EXERCISE PASSAGE:
+---+

Every fall we plant a vetch cover crop on almost every acre of our farm. Vetch is a legume, which can take nitrogen from the air and incorporate it into its cells, and is one of the most important cover crops found on the farm.
Non-legumes, such as corn and wheat, must take nitrogen from the soil where it is often a limiting factor in plant growth. By growing vetch in the winter and incorporating its plant material into the soil in the spring, we provide nitrogen for the future crops. The vetch cover crop also helps improve soil tilth, protects against erosion, reduces compaction, builds soil organic matter, and provides habitat for wildlife.
On some of our fields, the cover crop provides enough fertility to grow high yielding crops with very little additional fertilizer. For other fields, in addition to cover cropping, we apply poultry compost once or twice every four years to give our crops the nutrients they need to provide a good yield of high quality.
The Rotations
Pleasant Grove Farm land is divided broadly into two crop rotation systems. Our heavy, poorly draining soils operate in a two-year rotation, and our lighter soils follow in a three or four-year rotation.
The two-year rotation consists of one year of rice followed by one year of no-tilled green fallow. Green fallow is a year where a cover crop is grown and the land is rested between cash crops. Rice is grown in the summer and before harvest, vetch is broadcast onto most fields by airplane. When the rice is harvested the purple vetch is nearly 6 inches tall, but low enough to escape damage from the rice harvesters. It continues to grow and set seed over the winter and spring.
The following summer we harvest the vetch seed to sell to seed companies and other farmers. In late fall, the first rains sprout the vetch seed that has fallen to the ground and another cover crop grows over the winter. In the spring the vetch is incorporated into the soil and rice is planted again.
The three-year rotation consists of corn or popcorn, beans, and then wheat. Every winter vetch cover crop grows and is incorporated into the soil before the next crop is planted. Wheat is the one exception, as it also grows during the winter and spring. Sometimes the wheat grows with the vetch and the seed is harvested together and separated out in our seed cleaning facility.
The four-year rotation adds rice to the three year rotation. The rice is planted between the corn and bean years.
In all the rotations, once our crops are harvested, all of the remaining plant material (straw and stalks) is incorporated into the soil to return fertility and build soil organic matter. We never bale straw or remove organic material that could otherwise be building our soils.
Weed Control
Healthy, fast growing plants are a key to weed control in organic systems. By providing a fertile soil, plants grow quickly and compete with weeds for sunlight and nutrients.

+---+

Image-grounded pointing data:
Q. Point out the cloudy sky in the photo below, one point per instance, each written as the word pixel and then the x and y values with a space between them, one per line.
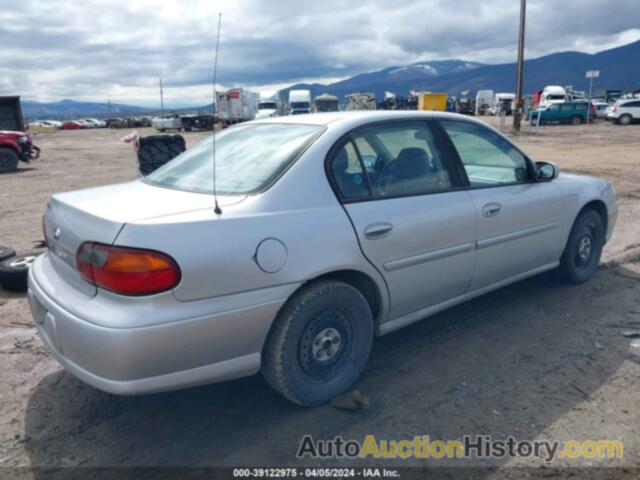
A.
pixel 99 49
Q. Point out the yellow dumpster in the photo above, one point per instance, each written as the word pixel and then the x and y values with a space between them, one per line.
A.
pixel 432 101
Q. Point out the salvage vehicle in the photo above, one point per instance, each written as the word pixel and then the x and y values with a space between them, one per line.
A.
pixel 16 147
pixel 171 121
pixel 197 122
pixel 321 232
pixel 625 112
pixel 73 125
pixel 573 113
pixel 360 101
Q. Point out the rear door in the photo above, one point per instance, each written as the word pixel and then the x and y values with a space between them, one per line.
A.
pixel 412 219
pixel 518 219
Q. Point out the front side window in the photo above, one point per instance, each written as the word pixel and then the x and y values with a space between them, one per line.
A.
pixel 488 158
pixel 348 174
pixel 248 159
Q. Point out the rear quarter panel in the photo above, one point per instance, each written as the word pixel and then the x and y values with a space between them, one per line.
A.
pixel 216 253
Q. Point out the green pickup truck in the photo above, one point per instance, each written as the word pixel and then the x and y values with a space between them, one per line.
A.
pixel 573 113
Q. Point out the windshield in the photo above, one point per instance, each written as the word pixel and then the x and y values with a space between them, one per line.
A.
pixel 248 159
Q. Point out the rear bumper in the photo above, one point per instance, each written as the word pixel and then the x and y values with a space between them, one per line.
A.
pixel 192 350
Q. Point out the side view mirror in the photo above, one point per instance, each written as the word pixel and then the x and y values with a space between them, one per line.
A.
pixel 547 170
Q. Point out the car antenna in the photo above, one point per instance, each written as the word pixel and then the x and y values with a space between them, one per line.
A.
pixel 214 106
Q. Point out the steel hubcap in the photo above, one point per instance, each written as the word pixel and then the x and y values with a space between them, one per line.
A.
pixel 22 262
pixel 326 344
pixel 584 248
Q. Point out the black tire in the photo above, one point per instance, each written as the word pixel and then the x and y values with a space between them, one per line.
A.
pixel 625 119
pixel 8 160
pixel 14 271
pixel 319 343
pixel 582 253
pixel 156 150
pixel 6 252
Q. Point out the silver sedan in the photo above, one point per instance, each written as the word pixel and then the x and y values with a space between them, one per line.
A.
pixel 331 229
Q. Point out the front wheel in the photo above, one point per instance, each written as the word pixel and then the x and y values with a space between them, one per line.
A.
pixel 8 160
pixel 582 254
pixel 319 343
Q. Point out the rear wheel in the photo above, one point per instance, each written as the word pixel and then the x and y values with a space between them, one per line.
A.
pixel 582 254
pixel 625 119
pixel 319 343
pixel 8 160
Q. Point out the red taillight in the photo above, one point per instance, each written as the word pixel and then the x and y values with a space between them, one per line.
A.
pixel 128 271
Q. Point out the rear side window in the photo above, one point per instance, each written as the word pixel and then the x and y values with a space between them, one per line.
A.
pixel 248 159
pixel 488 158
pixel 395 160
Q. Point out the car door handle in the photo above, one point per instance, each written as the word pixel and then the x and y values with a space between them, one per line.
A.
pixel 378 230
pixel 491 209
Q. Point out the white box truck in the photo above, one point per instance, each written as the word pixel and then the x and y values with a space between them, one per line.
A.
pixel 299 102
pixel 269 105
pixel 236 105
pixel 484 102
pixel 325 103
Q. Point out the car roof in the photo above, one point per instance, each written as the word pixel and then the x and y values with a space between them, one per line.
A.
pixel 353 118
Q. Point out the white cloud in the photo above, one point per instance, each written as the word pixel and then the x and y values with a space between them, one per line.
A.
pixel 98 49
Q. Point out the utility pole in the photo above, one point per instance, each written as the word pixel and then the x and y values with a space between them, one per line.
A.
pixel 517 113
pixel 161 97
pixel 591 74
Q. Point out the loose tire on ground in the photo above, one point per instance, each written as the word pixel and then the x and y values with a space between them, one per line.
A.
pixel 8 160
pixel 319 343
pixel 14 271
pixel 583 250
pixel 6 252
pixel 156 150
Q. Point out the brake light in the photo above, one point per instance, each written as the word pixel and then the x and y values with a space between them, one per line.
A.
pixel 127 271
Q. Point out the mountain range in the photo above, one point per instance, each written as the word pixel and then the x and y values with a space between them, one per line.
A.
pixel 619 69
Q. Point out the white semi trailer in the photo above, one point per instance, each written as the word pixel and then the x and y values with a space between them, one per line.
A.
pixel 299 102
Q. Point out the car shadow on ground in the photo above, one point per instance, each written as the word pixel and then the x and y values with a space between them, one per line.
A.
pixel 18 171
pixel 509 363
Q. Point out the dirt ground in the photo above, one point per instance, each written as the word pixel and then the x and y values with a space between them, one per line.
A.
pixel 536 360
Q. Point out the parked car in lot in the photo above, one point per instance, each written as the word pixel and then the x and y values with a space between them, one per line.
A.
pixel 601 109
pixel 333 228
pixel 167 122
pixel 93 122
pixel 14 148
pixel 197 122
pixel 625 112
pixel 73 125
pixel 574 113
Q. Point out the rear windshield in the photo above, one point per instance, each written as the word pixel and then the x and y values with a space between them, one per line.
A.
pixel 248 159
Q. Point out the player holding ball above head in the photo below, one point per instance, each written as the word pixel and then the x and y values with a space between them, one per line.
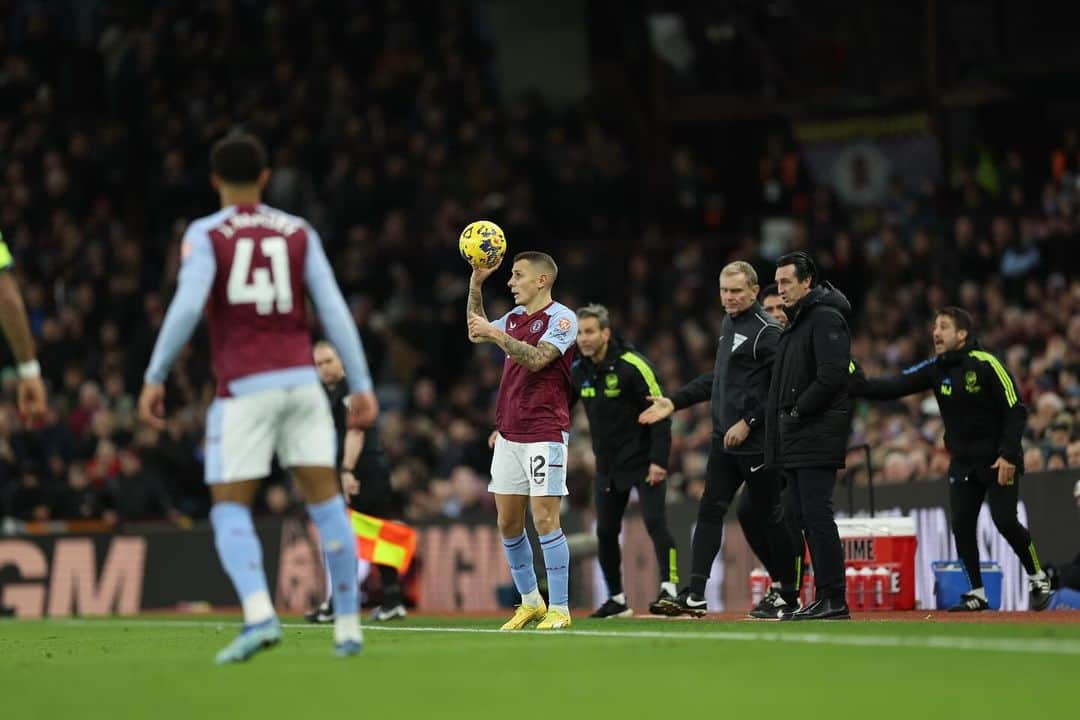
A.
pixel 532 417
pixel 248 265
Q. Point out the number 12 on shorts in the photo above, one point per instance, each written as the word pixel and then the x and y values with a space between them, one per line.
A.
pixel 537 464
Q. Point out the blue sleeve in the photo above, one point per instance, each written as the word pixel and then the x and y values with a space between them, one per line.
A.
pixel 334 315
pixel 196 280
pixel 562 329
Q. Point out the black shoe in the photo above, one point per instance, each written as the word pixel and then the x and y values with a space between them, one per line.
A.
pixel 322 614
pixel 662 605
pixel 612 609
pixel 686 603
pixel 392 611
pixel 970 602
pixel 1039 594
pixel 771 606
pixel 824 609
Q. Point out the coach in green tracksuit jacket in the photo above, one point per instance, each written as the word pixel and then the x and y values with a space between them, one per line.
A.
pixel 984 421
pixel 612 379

+---+

TASKS FOR THIS EXERCISE:
[1] Translate this sentence from the farm passage into Spanish: "Green fallow is a year where a cover crop is grown and the land is rested between cash crops."
[2] In the farm passage, list the benefits named in the sentence that begins "The vetch cover crop also helps."
[3] According to the farm passage, how tall is the purple vetch when the rice is harvested?

ANSWER LIST:
[1] El barbecho verde es un año en el que se siembra un cultivo de cobertura y la tierra descansa entre cultivos comerciales.

[2]
- Improves soil tilth
- Protects against erosion
- Reduces compaction
- Builds soil organic matter
- Provides habitat for wildlife

[3] It is nearly 6 inches tall.